### Rows from a pointing dataset:
═══

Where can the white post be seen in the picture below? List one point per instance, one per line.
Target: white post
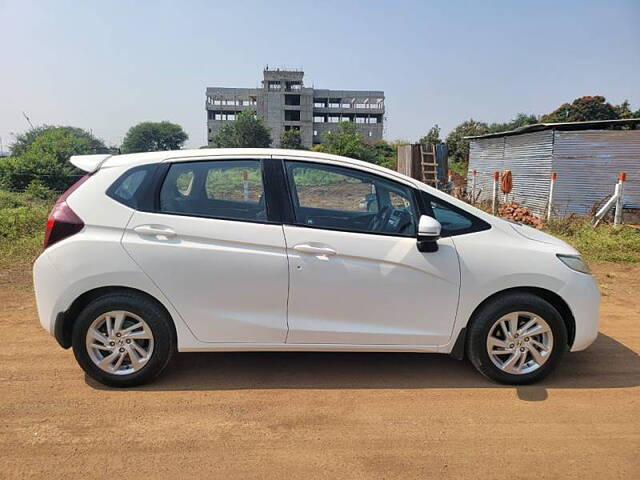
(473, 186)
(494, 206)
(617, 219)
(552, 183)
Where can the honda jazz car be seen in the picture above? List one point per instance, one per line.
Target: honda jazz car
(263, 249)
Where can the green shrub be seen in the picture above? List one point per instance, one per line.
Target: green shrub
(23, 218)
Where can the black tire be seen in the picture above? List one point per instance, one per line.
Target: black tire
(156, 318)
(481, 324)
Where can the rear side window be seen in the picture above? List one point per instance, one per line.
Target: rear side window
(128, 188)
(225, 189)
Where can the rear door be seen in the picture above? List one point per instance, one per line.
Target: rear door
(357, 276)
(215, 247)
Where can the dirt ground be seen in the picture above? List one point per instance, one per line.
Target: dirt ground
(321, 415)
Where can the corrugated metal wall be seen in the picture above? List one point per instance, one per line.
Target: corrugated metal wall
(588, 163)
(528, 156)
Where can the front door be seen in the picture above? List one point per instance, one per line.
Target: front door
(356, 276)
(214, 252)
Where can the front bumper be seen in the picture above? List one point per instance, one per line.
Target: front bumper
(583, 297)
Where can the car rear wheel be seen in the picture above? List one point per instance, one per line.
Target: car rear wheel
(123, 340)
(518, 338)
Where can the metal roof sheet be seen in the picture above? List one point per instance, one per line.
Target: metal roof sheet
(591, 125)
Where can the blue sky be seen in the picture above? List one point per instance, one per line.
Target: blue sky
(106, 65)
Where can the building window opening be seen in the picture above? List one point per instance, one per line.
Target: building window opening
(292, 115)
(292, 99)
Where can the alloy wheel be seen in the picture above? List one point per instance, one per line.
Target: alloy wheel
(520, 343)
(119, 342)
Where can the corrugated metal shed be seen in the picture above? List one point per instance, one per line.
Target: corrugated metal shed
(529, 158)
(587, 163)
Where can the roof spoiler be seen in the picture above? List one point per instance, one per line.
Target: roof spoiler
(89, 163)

═══

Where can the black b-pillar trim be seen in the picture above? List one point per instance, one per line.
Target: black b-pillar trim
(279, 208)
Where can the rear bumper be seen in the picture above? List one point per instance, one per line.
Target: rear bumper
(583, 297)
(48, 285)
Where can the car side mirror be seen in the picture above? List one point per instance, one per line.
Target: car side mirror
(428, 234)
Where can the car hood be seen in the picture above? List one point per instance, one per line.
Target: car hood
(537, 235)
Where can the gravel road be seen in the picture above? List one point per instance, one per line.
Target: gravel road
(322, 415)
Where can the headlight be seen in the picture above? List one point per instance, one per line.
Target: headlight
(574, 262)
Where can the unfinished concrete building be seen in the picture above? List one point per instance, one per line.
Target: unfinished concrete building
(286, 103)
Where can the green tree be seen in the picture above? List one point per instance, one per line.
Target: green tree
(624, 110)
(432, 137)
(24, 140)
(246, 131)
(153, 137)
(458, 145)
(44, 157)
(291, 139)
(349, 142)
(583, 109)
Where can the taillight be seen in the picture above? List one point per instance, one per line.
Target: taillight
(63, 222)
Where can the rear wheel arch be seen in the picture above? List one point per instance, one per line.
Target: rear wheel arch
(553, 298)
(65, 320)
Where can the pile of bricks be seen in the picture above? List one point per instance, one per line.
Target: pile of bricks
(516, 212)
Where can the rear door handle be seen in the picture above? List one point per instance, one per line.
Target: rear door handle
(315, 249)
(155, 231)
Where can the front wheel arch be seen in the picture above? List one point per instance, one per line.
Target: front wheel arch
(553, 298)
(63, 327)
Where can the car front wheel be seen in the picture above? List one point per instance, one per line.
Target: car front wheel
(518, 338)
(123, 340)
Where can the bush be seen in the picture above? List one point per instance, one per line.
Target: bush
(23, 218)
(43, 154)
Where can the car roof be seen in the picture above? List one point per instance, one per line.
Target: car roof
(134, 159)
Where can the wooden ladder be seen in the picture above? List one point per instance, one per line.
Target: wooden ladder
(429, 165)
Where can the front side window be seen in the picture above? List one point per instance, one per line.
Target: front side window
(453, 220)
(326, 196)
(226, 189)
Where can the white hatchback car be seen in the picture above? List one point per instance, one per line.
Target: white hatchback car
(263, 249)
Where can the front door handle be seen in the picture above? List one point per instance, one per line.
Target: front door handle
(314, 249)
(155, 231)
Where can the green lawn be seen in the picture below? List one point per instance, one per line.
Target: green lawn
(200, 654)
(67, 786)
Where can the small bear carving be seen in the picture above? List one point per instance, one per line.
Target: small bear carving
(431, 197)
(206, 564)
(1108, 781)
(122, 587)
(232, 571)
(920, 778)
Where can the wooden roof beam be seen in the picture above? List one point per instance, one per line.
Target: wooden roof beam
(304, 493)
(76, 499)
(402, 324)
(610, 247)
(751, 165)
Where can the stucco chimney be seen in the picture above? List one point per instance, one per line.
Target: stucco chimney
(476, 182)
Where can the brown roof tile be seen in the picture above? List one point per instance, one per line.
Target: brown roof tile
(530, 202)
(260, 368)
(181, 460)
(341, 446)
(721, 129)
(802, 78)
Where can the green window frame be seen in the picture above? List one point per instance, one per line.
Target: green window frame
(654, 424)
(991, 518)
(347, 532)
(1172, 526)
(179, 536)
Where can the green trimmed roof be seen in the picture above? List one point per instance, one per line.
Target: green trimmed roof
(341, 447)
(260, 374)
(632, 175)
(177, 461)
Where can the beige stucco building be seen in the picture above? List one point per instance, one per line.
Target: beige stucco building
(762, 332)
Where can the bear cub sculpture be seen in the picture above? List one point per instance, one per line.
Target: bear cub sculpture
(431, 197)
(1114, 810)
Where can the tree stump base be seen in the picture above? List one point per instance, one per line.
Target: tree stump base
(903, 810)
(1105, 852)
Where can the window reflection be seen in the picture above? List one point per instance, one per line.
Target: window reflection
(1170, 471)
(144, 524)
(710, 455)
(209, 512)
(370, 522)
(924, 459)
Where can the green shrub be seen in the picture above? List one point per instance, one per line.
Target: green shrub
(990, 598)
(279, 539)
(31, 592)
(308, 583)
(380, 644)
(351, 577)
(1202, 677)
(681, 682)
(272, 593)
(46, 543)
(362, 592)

═══

### What is required:
Please offset every coordinate in the answers by adding 20 to each number, and give the lines again with their requests, from the line with "Where can the bear" up to and including the line with "(1105, 852)" in the listing.

### Response to the exercise:
Where can the bear cub sculpture be seen in the picture above? List one point per instance, one per line.
Target: bear cub sculpture
(451, 217)
(1134, 830)
Where can the tree stump base be seen in the picture above? List one point per instance, one per line.
Target: tree stump base
(923, 830)
(1125, 872)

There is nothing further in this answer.